#### Stated goal
Format every line of the data below as a JSON list of strings, one string per line, with blank lines omitted.

#### Dataset rows
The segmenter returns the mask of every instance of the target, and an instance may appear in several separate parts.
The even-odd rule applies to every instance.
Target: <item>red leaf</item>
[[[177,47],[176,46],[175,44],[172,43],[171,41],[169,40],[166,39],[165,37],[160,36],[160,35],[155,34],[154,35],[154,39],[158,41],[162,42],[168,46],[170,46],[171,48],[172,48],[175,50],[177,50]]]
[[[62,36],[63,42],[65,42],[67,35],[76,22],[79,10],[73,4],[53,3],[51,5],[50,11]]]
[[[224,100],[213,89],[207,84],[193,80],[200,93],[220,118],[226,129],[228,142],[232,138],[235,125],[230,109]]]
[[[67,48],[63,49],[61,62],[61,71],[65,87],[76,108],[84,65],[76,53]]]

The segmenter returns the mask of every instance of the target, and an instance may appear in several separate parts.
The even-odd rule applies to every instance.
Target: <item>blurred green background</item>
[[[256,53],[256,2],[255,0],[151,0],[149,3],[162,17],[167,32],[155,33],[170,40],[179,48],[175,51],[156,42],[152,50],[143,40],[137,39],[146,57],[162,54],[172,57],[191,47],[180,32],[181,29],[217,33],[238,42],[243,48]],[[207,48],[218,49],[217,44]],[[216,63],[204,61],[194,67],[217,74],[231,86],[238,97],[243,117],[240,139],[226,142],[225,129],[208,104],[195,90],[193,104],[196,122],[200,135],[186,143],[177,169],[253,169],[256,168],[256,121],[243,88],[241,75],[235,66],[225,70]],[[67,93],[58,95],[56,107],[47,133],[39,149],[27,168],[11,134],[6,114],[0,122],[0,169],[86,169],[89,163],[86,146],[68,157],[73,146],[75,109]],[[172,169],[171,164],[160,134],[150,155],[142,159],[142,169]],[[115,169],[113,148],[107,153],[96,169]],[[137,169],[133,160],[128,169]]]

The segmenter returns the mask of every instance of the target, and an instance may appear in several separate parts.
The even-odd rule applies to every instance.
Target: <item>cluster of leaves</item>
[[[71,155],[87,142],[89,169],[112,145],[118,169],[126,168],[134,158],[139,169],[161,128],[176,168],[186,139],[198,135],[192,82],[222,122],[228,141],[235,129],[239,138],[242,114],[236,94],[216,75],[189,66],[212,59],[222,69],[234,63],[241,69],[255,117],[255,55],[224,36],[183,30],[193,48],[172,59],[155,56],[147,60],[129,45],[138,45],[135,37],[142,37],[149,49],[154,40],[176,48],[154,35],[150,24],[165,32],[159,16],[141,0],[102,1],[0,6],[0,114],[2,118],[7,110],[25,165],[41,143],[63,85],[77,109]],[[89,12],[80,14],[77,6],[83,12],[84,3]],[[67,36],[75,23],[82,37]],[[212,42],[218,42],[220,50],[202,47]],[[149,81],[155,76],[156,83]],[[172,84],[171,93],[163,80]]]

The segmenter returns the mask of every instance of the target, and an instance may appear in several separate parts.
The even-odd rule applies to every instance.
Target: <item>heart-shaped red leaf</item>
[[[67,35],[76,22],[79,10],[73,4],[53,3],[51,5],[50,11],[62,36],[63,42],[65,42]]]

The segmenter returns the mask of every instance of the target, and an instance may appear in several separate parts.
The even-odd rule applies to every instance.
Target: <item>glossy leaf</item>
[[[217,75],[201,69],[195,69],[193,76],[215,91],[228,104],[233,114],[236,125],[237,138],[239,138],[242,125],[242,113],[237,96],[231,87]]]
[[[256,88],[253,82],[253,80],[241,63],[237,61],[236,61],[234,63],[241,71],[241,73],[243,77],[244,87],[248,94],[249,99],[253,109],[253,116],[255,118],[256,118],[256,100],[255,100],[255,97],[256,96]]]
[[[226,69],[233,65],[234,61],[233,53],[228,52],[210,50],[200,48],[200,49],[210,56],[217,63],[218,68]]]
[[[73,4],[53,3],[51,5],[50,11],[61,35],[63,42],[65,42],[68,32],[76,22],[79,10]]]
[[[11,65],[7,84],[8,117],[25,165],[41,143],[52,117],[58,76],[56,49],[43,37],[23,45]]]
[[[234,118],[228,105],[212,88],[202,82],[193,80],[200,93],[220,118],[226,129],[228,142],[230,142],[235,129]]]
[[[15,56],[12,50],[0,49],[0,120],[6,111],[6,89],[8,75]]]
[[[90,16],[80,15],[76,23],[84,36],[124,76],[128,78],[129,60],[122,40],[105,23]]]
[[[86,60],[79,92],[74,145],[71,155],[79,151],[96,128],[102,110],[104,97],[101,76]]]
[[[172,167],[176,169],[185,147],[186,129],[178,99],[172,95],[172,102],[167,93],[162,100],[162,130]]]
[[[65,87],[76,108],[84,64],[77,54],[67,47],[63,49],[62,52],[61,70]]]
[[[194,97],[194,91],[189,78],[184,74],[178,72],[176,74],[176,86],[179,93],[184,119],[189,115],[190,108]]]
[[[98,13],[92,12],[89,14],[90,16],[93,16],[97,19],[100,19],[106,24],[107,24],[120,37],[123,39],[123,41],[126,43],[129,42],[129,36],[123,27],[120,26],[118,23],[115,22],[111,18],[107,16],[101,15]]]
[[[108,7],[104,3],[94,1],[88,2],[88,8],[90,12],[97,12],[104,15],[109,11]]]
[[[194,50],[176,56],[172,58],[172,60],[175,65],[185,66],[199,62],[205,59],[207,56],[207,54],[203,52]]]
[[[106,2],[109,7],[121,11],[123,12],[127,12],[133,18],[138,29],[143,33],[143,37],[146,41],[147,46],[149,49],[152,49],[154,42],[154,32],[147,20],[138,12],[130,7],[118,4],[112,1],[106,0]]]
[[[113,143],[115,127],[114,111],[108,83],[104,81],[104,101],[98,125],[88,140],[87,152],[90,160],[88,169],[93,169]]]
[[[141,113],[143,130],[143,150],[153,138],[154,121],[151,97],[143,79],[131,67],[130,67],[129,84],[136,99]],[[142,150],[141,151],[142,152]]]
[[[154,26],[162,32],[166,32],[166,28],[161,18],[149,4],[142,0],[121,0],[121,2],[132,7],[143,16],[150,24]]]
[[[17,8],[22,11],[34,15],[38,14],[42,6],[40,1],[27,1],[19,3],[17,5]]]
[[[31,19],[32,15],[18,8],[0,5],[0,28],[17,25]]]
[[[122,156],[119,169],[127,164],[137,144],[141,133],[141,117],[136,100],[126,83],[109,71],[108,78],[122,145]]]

#### Complete response
[
  "The segmenter returns the mask of every instance of the target, and an instance may appear in several separate parts.",
  "The even-odd rule applies to every instance.",
  "Target: <item>red leaf</item>",
  "[[[177,47],[176,46],[175,44],[172,43],[171,41],[169,40],[166,39],[165,37],[160,36],[160,35],[155,34],[154,35],[154,39],[158,41],[162,42],[168,46],[170,46],[171,48],[172,48],[175,50],[177,50]]]",
  "[[[62,36],[63,42],[65,42],[67,35],[76,22],[79,10],[73,4],[53,3],[51,5],[50,11]]]",
  "[[[224,100],[213,89],[207,84],[193,80],[200,93],[220,118],[226,129],[228,142],[232,138],[235,125],[230,109]]]",
  "[[[67,48],[63,49],[61,62],[61,71],[65,87],[76,108],[84,65],[76,53]]]",
  "The segmenter returns the mask of every instance of the target, and an instance may appear in several separate parts.",
  "The even-odd rule applies to every instance.",
  "Target: <item>blurred green background</item>",
  "[[[256,53],[256,2],[255,0],[151,0],[149,3],[162,17],[167,32],[155,33],[170,40],[179,48],[175,51],[156,42],[152,50],[143,40],[137,39],[146,57],[162,54],[172,57],[191,47],[180,32],[181,29],[217,33],[238,42],[243,48]],[[207,48],[218,49],[217,44]],[[216,63],[204,61],[194,67],[217,74],[231,86],[238,97],[243,117],[240,139],[226,142],[225,129],[208,104],[195,90],[193,104],[196,122],[200,135],[186,143],[177,169],[253,169],[256,168],[256,121],[243,88],[241,75],[235,66],[225,70]],[[67,93],[58,95],[56,107],[47,133],[39,149],[27,168],[11,134],[6,114],[0,122],[0,169],[86,169],[89,163],[86,146],[68,157],[73,146],[75,109]],[[172,169],[171,164],[160,134],[150,155],[142,159],[142,169]],[[115,169],[113,148],[107,153],[96,169]],[[137,169],[133,160],[128,169]]]",
  "The segmenter returns the mask of every instance of the target, and an instance may appear in several separate parts.",
  "The even-odd rule applies to every instance.",
  "Target: <item>cluster of leaves</item>",
  "[[[71,155],[87,142],[89,169],[112,145],[118,169],[126,168],[134,158],[139,169],[161,128],[176,168],[186,139],[198,135],[192,82],[222,122],[228,141],[235,129],[239,138],[242,114],[236,94],[216,75],[189,66],[212,59],[222,69],[234,63],[241,69],[255,117],[255,55],[224,36],[183,30],[193,48],[172,59],[155,56],[147,60],[129,45],[138,45],[135,37],[142,37],[149,49],[154,40],[176,48],[154,35],[150,24],[165,32],[159,16],[141,0],[102,1],[0,6],[0,114],[2,118],[7,110],[25,165],[41,143],[63,85],[77,109]],[[89,12],[80,14],[77,6],[83,12],[84,3]],[[67,36],[75,23],[82,37]],[[212,42],[218,42],[220,50],[202,47]],[[149,81],[155,76],[156,83]],[[172,84],[171,93],[163,80]]]",
  "The segmenter returns the mask of every instance of the target, and an instance may appear in several separate parts.",
  "The even-odd rule applies to every instance.",
  "Target: <item>heart-shaped red leaf</item>",
  "[[[67,35],[76,22],[79,10],[73,4],[53,3],[51,5],[50,11],[62,36],[63,42],[65,42]]]",
  "The segmenter returns the mask of every instance of the target, and an instance may appear in several separate parts.",
  "The even-odd rule applies to every instance.",
  "Target: <item>glossy leaf</item>",
  "[[[217,75],[201,69],[195,69],[193,76],[215,91],[228,104],[233,114],[236,125],[237,138],[239,138],[242,125],[242,113],[237,96],[231,87]]]",
  "[[[256,88],[253,82],[253,80],[241,63],[237,61],[236,61],[234,63],[241,71],[241,73],[243,77],[244,87],[248,94],[249,99],[253,109],[253,116],[255,118],[256,118],[256,100],[255,100],[255,97],[256,96]]]",
  "[[[226,69],[233,65],[234,61],[233,53],[228,52],[210,50],[200,48],[200,49],[210,56],[217,63],[218,68]]]",
  "[[[73,4],[53,3],[51,5],[50,11],[61,35],[63,42],[65,42],[68,32],[76,22],[79,10]]]",
  "[[[11,65],[7,84],[8,117],[25,165],[41,143],[52,117],[58,76],[56,49],[43,37],[23,45]]]",
  "[[[234,118],[228,105],[212,88],[202,82],[193,80],[200,93],[220,118],[226,129],[228,142],[230,142],[235,129]]]",
  "[[[15,56],[12,50],[0,49],[0,120],[6,111],[6,89],[8,75]]]",
  "[[[90,16],[80,15],[76,23],[84,36],[124,76],[128,78],[129,60],[122,40],[105,23]]]",
  "[[[86,60],[79,92],[74,145],[71,155],[79,151],[96,128],[102,110],[104,97],[101,76]]]",
  "[[[172,167],[176,169],[185,147],[186,129],[178,99],[172,95],[172,102],[167,93],[162,100],[162,130]]]",
  "[[[65,87],[76,108],[84,64],[77,54],[67,47],[63,49],[62,52],[61,70]]]",
  "[[[194,97],[194,91],[189,78],[184,74],[178,72],[176,74],[176,86],[179,93],[184,119],[189,115],[190,108]]]",
  "[[[98,13],[92,12],[89,14],[90,16],[93,16],[97,19],[100,19],[106,24],[107,24],[120,37],[123,39],[123,41],[126,43],[129,42],[129,36],[123,27],[120,26],[118,23],[115,22],[111,18],[107,16],[101,15]]]",
  "[[[108,7],[104,3],[94,1],[88,2],[88,8],[90,12],[97,12],[104,15],[109,11]]]",
  "[[[194,50],[176,56],[172,58],[172,60],[175,65],[185,66],[199,62],[205,59],[207,56],[207,54],[203,52]]]",
  "[[[106,2],[109,7],[121,11],[123,12],[127,12],[133,18],[138,29],[143,33],[143,37],[146,41],[147,46],[149,49],[152,49],[154,42],[154,32],[147,20],[138,12],[130,7],[118,4],[112,1],[106,0]]]",
  "[[[113,143],[115,127],[114,111],[108,83],[104,81],[104,101],[98,125],[88,140],[87,152],[90,160],[88,169],[93,169]]]",
  "[[[141,113],[143,130],[143,150],[153,138],[154,121],[151,97],[143,79],[131,67],[130,67],[129,84],[136,99]],[[142,150],[141,151],[142,152]]]",
  "[[[154,26],[162,32],[166,32],[166,28],[161,18],[149,4],[142,0],[121,0],[121,2],[132,7],[143,16],[150,24]]]",
  "[[[17,8],[22,11],[34,15],[38,14],[42,6],[40,1],[27,1],[19,3],[17,5]]]",
  "[[[31,19],[32,15],[18,8],[0,5],[0,28],[17,25]]]",
  "[[[122,156],[119,169],[127,164],[137,144],[141,133],[141,117],[136,100],[126,83],[109,71],[108,78],[122,145]]]"
]